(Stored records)
--- start ---

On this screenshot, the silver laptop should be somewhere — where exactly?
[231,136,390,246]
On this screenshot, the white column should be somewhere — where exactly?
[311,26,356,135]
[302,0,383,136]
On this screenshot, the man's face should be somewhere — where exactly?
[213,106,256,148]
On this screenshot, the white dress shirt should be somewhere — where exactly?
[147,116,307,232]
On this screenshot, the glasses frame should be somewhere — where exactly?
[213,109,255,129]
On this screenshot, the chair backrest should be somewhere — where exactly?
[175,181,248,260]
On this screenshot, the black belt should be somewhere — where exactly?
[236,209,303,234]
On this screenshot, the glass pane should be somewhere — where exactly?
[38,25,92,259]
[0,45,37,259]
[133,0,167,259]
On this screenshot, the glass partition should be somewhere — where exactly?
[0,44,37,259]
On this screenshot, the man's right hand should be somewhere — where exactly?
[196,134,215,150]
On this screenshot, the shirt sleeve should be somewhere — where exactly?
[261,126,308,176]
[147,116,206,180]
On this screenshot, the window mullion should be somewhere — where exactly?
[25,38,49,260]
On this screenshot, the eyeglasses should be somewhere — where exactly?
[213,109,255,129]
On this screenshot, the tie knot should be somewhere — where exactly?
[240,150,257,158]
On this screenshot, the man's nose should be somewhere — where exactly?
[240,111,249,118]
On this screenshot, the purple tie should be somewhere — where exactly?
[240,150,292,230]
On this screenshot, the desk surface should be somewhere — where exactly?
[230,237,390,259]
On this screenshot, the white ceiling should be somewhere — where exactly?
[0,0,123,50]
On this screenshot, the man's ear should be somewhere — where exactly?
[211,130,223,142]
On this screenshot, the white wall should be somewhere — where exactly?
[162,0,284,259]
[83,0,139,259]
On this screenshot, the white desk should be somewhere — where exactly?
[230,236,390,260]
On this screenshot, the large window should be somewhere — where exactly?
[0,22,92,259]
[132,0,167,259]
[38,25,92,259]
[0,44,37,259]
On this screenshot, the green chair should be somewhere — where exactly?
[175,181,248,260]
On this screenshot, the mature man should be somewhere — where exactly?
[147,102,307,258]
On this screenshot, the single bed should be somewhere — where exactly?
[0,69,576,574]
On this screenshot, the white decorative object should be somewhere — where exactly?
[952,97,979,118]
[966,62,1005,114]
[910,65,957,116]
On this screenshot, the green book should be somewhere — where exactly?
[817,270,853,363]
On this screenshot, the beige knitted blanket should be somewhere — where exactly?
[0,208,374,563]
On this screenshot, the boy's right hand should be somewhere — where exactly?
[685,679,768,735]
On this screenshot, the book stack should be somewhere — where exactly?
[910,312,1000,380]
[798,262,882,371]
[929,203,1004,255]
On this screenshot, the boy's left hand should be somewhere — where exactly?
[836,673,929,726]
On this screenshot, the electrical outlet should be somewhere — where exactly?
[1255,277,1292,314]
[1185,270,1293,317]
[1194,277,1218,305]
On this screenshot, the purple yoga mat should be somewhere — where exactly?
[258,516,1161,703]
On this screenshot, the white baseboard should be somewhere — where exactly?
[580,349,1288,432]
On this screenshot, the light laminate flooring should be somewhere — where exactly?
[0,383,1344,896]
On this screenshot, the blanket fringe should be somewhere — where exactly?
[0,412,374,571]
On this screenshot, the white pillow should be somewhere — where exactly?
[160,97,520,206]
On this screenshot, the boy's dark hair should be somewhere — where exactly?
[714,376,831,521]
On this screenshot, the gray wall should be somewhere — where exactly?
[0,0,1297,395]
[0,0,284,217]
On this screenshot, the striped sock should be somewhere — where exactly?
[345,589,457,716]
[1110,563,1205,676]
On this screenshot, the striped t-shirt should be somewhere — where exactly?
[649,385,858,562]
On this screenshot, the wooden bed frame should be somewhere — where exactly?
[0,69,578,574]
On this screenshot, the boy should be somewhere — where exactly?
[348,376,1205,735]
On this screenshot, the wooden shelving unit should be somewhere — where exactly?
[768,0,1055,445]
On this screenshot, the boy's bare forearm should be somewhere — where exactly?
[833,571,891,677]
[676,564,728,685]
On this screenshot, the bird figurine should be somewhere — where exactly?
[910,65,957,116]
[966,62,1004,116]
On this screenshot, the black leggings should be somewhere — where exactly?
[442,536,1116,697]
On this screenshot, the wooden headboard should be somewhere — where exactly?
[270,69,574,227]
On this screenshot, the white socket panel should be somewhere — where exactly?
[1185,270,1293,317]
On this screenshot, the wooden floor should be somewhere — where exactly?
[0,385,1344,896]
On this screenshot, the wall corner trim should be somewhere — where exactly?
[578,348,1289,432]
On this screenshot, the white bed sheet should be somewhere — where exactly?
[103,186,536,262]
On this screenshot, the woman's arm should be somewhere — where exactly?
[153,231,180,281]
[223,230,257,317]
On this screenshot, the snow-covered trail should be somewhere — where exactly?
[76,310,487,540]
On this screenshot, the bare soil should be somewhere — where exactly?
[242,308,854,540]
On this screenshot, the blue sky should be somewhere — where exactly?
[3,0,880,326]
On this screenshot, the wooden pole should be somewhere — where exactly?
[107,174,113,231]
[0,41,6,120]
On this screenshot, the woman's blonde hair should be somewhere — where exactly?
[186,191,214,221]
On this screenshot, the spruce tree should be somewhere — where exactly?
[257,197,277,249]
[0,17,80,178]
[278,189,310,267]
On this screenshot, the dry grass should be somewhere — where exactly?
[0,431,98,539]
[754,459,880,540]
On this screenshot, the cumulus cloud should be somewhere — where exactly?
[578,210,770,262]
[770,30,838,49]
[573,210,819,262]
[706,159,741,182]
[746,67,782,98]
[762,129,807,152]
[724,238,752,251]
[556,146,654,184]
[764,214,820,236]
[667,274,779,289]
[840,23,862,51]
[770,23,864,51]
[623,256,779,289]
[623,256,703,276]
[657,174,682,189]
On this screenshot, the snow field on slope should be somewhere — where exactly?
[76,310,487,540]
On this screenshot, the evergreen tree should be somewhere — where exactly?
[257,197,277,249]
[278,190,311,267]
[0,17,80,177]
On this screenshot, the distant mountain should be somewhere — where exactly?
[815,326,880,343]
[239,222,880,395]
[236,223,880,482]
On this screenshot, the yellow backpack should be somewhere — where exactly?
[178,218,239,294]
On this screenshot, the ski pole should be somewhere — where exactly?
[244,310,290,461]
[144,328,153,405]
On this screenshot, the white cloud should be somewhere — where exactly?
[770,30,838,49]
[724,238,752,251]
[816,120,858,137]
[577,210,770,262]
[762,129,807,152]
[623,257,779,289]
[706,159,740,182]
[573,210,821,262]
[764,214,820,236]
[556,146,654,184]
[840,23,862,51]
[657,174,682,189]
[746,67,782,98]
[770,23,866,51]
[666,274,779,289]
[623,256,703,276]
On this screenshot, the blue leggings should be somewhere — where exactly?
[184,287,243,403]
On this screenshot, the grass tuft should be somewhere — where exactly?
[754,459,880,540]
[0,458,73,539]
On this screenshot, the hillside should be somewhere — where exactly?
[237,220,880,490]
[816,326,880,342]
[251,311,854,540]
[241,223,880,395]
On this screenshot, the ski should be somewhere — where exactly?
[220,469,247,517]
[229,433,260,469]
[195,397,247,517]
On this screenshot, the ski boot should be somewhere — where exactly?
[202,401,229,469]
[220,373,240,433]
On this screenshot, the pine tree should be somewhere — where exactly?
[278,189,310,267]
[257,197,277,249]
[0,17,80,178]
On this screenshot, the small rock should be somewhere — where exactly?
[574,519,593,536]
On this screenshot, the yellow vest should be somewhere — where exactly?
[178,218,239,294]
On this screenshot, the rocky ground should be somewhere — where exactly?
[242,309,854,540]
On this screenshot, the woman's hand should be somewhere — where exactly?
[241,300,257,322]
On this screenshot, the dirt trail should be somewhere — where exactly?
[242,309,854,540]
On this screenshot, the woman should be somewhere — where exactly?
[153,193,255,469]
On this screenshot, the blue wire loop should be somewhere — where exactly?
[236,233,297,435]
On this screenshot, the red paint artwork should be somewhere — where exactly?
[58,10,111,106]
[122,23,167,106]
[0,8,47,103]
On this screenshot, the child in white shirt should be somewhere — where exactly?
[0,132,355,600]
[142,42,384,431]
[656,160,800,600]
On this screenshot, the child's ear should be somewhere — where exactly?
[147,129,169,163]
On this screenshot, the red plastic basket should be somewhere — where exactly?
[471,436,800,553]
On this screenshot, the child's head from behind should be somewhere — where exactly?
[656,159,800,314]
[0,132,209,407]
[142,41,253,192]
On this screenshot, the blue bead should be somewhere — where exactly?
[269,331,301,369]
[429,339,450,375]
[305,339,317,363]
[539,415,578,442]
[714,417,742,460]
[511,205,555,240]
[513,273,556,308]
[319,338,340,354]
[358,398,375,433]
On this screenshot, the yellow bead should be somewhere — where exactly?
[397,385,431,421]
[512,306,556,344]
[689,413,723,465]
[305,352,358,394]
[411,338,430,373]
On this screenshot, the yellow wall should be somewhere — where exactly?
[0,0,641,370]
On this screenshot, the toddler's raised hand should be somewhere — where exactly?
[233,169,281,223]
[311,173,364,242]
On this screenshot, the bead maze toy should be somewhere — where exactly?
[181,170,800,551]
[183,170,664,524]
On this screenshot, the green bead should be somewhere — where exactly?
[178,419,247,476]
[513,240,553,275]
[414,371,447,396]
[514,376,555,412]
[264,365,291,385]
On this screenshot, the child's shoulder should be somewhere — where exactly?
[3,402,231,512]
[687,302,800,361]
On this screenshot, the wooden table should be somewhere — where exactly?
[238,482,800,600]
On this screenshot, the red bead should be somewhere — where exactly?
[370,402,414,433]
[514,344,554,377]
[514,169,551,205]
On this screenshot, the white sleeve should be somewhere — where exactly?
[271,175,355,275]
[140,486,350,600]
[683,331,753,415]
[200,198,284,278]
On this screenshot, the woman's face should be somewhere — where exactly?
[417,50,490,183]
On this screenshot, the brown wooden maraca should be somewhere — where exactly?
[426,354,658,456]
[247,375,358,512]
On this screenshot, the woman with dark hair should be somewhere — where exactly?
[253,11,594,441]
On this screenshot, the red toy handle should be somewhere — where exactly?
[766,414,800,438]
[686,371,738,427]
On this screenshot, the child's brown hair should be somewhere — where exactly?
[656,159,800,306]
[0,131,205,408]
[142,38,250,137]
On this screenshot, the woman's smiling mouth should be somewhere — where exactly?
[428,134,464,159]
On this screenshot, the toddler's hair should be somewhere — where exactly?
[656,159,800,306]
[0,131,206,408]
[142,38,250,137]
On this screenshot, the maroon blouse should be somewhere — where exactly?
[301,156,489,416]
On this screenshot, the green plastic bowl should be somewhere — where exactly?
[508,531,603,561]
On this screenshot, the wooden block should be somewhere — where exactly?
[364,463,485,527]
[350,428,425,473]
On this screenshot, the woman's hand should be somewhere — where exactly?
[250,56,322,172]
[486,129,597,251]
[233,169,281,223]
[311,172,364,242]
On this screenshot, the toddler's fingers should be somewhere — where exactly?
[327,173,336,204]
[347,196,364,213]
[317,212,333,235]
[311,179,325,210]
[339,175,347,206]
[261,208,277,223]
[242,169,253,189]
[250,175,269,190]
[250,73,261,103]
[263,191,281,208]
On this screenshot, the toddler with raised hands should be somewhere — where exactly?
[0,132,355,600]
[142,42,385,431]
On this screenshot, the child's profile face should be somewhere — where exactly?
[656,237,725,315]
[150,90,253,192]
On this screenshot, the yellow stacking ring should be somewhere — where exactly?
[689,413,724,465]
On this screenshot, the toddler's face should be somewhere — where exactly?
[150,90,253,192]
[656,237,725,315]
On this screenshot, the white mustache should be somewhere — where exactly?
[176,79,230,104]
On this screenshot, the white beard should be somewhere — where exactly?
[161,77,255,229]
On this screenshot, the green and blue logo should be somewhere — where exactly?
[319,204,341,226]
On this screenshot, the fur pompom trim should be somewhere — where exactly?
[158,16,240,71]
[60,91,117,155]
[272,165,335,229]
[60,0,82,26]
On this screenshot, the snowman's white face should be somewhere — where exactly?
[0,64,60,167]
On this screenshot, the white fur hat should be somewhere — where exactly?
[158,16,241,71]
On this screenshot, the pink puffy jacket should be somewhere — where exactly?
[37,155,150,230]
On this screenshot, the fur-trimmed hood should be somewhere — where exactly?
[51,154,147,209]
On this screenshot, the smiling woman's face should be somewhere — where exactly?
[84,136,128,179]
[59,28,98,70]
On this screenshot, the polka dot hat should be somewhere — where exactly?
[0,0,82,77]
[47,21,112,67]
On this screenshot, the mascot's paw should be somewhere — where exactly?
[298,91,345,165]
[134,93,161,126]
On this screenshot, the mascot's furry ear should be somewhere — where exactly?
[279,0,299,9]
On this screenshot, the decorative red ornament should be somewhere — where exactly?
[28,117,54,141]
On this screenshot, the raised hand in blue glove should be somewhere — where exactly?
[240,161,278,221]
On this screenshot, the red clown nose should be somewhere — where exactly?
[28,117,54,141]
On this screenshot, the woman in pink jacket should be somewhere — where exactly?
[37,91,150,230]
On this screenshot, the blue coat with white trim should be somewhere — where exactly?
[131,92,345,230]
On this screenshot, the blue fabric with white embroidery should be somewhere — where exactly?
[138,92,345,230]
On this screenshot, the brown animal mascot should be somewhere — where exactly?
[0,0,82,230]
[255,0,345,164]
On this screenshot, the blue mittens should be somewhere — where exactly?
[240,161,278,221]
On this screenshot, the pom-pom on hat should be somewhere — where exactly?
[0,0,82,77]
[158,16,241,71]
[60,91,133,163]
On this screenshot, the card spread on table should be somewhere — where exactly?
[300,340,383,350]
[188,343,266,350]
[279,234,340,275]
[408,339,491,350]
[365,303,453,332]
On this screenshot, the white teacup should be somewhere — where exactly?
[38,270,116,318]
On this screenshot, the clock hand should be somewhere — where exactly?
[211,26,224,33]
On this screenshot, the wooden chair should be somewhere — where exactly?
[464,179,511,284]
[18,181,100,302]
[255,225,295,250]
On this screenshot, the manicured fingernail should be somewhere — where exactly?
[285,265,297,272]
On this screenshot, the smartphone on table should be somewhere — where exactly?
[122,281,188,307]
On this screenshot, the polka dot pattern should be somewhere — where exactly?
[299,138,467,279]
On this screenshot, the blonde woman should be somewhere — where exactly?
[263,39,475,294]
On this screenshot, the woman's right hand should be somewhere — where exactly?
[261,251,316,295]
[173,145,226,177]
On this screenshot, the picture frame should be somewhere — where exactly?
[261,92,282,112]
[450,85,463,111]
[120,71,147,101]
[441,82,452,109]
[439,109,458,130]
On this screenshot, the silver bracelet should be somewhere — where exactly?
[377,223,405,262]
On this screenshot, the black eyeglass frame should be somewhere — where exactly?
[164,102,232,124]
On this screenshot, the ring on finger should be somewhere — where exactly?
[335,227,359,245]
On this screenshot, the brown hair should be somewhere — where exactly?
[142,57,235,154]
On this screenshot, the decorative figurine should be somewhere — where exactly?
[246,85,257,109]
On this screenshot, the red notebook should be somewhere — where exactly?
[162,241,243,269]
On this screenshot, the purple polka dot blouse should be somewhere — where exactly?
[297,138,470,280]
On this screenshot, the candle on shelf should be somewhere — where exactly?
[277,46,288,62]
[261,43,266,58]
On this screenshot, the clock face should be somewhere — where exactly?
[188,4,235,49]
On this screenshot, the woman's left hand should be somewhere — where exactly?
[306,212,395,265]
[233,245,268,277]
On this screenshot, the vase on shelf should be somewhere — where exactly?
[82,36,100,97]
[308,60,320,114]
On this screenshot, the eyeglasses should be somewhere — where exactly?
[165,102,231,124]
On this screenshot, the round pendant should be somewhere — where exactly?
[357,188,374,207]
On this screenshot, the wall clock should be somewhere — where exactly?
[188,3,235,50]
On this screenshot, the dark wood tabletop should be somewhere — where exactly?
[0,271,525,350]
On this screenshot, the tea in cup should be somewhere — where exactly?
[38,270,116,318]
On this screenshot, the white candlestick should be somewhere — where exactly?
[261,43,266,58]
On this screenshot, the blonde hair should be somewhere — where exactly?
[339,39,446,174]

--- end ---

(Task prompt) Output the lines of the data between the line containing "On this screenshot, the white teacup" and the line containing "[285,265,297,272]", inclusive. Keep every character unchanged.

(Output below)
On this screenshot, the white teacup should be somewhere — where exactly?
[38,270,116,318]
On this screenshot, the clock hand should be somewhere — where exactly?
[211,26,224,33]
On this screenshot, the wooden chair should be somewhere — where exactly?
[464,179,511,284]
[18,181,100,302]
[255,225,295,250]
On this screenshot, the manicured fingernail should be somewhere — where exactly?
[285,265,297,272]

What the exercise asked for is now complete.